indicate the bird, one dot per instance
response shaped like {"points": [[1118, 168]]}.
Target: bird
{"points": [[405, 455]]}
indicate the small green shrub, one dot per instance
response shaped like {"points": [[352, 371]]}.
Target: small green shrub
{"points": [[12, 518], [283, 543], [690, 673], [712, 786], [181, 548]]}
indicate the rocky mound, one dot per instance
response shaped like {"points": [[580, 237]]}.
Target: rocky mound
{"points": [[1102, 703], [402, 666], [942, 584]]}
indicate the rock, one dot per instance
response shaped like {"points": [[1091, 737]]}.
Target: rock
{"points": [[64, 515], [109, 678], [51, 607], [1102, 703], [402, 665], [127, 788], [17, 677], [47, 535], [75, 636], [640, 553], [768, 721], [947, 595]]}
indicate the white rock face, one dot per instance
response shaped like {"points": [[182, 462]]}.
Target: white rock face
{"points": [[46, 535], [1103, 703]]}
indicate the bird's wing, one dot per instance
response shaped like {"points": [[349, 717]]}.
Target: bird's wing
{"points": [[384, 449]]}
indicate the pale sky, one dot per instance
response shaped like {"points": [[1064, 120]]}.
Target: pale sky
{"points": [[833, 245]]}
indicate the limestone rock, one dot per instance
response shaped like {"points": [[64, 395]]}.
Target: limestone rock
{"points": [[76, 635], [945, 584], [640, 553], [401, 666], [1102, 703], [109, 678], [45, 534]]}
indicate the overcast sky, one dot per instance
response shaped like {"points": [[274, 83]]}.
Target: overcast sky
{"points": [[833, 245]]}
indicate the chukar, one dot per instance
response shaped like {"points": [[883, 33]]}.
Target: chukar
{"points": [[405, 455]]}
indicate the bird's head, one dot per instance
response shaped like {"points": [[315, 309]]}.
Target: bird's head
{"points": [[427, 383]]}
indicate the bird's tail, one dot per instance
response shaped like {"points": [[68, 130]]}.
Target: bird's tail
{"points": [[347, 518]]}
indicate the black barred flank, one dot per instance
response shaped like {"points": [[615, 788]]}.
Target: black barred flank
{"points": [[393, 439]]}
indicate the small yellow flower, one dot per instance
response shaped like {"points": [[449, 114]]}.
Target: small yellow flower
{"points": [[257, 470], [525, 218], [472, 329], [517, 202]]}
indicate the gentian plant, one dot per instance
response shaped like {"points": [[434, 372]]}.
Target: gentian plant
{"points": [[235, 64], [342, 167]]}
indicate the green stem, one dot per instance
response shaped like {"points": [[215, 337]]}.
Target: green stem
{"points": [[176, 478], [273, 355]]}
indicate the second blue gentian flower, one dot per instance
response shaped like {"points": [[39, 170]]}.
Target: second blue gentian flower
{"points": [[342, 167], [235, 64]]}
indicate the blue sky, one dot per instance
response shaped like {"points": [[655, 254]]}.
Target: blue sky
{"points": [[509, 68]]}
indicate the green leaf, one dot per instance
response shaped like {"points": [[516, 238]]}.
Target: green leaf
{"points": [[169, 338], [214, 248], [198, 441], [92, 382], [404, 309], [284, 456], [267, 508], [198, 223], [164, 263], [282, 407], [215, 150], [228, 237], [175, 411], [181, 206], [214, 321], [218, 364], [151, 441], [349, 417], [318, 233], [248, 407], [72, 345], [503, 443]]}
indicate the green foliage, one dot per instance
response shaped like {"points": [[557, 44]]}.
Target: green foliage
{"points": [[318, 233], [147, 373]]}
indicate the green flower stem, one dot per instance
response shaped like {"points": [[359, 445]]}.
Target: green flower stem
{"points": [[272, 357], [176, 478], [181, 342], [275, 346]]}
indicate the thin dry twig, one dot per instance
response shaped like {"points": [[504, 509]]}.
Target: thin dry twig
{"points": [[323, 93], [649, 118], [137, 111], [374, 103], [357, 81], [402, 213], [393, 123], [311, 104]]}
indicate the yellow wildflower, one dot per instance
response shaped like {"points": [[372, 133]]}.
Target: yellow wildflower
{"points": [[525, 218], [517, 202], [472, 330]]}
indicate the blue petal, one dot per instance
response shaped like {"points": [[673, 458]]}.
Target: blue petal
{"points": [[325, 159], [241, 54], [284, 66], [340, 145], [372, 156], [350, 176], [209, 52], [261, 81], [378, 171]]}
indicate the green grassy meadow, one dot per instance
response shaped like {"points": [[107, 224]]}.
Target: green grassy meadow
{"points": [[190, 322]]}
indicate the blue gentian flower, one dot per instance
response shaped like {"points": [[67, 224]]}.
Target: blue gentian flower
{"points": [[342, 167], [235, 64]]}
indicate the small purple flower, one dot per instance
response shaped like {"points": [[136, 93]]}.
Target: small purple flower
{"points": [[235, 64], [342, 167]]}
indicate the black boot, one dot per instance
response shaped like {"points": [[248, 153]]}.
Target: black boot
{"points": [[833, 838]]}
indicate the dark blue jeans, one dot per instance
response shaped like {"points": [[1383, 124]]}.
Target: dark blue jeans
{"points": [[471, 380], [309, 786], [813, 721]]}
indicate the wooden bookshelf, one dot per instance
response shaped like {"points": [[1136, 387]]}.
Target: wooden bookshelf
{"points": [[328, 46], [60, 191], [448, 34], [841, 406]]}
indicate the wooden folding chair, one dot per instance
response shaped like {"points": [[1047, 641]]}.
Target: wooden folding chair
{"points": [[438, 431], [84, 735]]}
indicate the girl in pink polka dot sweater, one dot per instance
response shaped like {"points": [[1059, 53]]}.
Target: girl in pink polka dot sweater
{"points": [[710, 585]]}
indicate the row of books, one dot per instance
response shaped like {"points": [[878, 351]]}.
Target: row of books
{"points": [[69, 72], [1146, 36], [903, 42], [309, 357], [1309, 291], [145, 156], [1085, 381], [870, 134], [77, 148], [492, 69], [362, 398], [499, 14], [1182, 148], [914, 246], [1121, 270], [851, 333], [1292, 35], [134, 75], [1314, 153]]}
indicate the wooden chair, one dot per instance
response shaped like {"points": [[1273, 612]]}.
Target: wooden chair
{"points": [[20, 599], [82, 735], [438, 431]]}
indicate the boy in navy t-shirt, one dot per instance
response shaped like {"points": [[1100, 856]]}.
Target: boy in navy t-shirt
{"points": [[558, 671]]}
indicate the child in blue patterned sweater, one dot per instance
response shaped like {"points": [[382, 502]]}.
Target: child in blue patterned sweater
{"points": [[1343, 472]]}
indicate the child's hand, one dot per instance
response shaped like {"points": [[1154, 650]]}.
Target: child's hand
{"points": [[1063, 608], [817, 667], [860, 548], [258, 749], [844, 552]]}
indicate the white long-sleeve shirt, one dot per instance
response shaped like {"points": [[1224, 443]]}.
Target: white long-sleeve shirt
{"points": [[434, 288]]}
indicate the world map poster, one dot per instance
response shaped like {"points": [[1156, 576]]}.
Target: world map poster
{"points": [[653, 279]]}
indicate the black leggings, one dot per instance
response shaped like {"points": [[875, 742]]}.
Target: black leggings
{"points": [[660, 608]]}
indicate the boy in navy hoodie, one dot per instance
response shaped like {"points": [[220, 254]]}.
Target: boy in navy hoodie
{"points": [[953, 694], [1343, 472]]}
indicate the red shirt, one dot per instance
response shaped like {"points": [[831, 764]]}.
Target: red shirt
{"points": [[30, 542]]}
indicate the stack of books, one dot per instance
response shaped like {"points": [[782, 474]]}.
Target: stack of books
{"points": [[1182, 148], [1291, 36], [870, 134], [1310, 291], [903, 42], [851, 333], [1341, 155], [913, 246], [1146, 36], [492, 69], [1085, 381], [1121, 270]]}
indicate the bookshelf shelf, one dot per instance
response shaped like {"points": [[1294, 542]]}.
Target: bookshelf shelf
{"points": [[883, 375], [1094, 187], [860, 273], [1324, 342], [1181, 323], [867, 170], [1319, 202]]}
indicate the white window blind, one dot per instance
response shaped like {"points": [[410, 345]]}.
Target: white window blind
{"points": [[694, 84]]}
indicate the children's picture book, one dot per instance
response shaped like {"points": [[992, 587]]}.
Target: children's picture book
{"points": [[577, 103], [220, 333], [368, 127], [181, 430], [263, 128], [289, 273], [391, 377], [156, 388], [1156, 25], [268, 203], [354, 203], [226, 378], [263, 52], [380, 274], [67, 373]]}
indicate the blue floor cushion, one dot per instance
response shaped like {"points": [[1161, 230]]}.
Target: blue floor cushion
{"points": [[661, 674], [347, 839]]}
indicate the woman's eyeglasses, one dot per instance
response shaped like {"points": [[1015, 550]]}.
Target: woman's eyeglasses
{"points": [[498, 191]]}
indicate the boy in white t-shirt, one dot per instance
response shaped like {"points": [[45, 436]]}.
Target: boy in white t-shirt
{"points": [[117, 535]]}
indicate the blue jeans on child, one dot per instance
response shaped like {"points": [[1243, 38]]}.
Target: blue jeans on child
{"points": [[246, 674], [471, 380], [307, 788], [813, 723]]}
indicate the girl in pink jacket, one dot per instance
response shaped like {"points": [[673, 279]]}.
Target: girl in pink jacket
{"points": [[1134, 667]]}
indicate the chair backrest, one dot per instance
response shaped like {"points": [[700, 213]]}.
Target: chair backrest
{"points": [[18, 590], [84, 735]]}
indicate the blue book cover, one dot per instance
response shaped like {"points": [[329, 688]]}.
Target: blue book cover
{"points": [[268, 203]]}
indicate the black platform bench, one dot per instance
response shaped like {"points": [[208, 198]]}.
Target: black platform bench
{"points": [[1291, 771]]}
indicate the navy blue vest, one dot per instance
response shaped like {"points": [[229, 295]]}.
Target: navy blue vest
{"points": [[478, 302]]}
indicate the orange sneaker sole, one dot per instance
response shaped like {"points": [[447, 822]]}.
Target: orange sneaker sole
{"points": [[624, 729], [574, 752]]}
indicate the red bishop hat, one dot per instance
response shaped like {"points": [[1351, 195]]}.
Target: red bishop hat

---+---

Task details:
Once you have counted the lines of the records holding the string "bishop", state that number with no other words.

Output below:
2